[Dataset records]
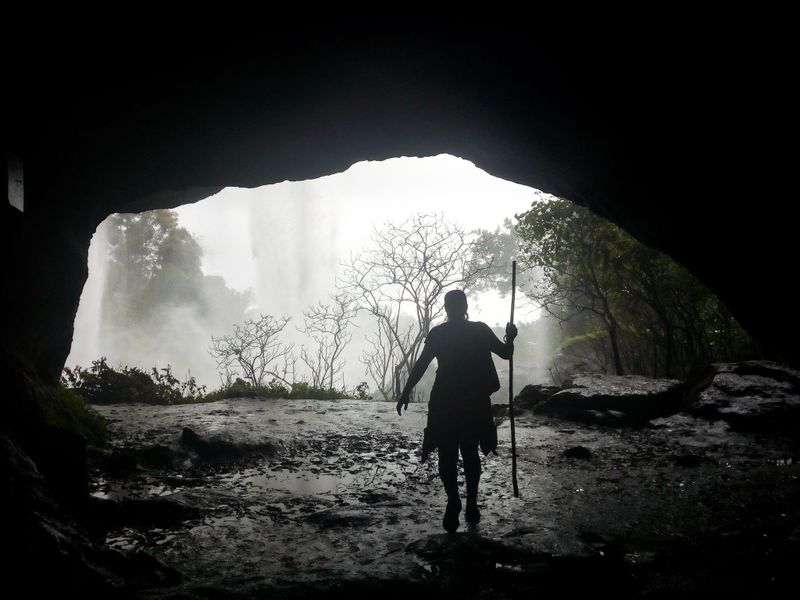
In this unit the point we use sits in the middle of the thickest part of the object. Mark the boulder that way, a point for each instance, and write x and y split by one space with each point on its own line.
218 450
614 400
753 396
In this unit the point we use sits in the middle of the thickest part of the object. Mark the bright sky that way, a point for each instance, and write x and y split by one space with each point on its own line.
285 241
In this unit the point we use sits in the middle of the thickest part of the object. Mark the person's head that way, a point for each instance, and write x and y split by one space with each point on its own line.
455 305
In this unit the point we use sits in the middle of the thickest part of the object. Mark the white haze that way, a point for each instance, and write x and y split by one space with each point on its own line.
285 243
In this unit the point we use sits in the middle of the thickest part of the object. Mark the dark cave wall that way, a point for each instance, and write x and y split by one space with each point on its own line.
641 132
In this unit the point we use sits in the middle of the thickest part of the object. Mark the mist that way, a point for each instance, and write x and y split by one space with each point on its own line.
278 249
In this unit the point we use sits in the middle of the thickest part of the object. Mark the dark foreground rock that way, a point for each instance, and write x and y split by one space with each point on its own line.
614 400
47 550
753 396
534 394
222 450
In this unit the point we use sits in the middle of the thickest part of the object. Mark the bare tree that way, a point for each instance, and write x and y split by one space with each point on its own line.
379 357
253 351
329 326
406 270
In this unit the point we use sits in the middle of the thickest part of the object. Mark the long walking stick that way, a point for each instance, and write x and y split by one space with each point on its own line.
511 387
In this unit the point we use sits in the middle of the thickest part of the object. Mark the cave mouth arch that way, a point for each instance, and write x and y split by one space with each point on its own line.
293 237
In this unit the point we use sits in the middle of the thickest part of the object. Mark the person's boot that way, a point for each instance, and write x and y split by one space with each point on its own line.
451 512
472 515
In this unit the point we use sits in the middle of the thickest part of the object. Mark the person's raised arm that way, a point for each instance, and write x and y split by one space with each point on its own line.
417 371
504 350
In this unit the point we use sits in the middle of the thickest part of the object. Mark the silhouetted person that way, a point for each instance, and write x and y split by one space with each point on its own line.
460 411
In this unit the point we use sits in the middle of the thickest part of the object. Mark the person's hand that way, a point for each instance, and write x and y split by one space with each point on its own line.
511 332
402 402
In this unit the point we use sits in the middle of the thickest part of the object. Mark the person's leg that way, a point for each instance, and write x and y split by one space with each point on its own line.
472 474
448 472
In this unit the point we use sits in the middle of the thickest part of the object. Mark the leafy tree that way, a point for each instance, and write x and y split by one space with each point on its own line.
578 256
623 306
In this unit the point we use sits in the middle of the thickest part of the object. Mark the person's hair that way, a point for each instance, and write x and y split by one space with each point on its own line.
454 301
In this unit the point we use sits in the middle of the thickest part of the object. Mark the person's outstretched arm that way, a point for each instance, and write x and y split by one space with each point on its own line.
417 371
505 350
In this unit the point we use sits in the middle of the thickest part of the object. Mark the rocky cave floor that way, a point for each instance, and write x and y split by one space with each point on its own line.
296 499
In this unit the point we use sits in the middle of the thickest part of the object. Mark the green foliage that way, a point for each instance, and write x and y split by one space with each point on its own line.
623 306
275 389
101 384
157 301
66 409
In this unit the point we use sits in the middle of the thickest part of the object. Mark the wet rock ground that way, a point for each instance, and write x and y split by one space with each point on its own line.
326 498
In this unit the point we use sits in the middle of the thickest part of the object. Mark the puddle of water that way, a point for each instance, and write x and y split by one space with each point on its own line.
298 483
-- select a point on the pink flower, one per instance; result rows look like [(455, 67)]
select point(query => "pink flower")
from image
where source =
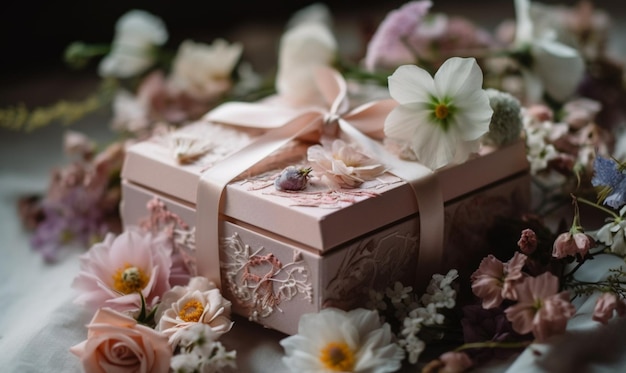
[(606, 305), (528, 242), (449, 362), (117, 343), (540, 309), (115, 271), (386, 48), (572, 244), (494, 280), (199, 302)]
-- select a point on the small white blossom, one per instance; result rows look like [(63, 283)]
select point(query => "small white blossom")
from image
[(613, 234), (429, 314), (136, 34), (414, 346), (441, 119)]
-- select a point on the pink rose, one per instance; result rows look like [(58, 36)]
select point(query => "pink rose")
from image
[(117, 343), (568, 244)]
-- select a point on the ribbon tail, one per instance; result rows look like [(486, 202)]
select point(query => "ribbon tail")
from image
[(212, 184), (429, 199)]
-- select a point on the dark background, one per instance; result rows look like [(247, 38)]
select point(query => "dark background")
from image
[(34, 34)]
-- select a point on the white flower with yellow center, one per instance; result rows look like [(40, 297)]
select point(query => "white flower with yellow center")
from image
[(338, 341), (114, 272), (185, 306), (441, 120)]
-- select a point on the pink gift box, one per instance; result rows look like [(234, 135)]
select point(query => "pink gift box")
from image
[(283, 254)]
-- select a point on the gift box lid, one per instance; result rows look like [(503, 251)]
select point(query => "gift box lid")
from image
[(318, 221)]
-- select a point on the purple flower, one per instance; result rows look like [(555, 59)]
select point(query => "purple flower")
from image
[(609, 176)]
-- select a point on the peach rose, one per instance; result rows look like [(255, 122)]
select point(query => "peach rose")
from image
[(116, 342)]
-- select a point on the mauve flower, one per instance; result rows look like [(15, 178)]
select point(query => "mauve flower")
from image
[(342, 165), (115, 271), (495, 281), (387, 48), (539, 308), (117, 343), (137, 32), (606, 305), (199, 302), (613, 233), (572, 244)]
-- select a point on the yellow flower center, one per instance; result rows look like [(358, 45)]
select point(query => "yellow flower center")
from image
[(191, 311), (337, 357), (129, 279), (441, 111)]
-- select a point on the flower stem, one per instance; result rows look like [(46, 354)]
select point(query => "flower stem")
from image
[(493, 344), (593, 204)]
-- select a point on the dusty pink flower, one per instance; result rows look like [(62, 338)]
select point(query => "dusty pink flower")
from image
[(117, 343), (572, 244), (386, 48), (494, 281), (115, 271), (606, 305), (199, 302), (528, 241), (539, 308)]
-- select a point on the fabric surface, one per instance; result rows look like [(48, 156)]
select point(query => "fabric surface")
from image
[(39, 322)]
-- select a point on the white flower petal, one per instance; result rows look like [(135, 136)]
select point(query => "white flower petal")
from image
[(458, 76), (560, 67), (409, 84)]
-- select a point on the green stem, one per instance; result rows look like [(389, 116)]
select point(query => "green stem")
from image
[(593, 204)]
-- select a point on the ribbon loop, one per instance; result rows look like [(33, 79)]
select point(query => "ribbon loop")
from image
[(282, 125)]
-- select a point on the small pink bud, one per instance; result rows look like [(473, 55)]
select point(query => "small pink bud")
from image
[(528, 241), (568, 244), (293, 178)]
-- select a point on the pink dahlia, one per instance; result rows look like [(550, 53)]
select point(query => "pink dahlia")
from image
[(540, 308), (114, 272), (494, 281)]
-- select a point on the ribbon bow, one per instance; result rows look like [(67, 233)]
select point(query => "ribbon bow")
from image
[(284, 124)]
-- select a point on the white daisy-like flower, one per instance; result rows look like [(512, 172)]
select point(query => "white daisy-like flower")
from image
[(336, 340), (555, 68), (342, 165), (613, 233), (442, 119), (185, 306), (414, 346), (137, 32)]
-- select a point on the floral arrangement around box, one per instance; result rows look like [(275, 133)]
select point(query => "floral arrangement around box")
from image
[(433, 94)]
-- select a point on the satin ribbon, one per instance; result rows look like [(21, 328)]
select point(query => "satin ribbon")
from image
[(285, 124)]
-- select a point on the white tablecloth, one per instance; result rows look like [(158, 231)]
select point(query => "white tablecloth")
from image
[(39, 322)]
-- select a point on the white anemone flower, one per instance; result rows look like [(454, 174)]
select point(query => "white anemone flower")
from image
[(442, 119), (335, 340), (554, 67)]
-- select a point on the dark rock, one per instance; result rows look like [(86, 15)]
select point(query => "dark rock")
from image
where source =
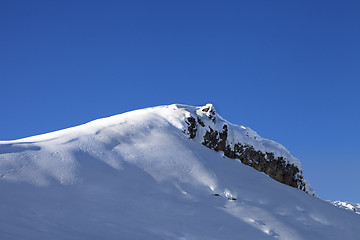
[(276, 167)]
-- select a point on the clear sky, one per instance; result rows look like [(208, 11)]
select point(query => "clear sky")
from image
[(290, 70)]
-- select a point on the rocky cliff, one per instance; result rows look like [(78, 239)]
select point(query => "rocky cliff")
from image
[(213, 132)]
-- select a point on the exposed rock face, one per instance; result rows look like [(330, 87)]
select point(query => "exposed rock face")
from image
[(276, 167)]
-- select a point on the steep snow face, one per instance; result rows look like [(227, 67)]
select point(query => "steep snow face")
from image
[(136, 176)]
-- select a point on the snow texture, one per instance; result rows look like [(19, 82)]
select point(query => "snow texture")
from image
[(137, 176)]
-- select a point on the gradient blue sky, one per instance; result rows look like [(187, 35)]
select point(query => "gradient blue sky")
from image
[(290, 70)]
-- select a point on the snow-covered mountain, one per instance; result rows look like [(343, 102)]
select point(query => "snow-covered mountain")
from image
[(169, 172)]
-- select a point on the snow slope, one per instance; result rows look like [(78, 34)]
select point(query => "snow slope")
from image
[(138, 176)]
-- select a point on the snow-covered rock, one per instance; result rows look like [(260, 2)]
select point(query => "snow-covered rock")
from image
[(355, 207), (143, 175)]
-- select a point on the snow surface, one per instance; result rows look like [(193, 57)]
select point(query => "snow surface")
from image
[(137, 176)]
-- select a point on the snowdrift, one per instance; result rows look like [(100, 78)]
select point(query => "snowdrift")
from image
[(138, 175)]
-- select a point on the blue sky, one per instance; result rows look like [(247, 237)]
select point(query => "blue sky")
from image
[(290, 70)]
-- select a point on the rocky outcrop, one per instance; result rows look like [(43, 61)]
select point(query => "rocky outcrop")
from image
[(277, 168)]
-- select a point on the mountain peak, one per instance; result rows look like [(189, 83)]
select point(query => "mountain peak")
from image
[(168, 172)]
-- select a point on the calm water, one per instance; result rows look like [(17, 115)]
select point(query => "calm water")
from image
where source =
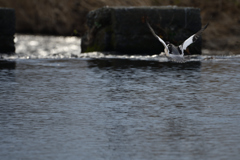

- **Directions for this task**:
Nothing but a number is asked for: how many lines of the records contain the word "daisy"?

- **Exercise result**:
2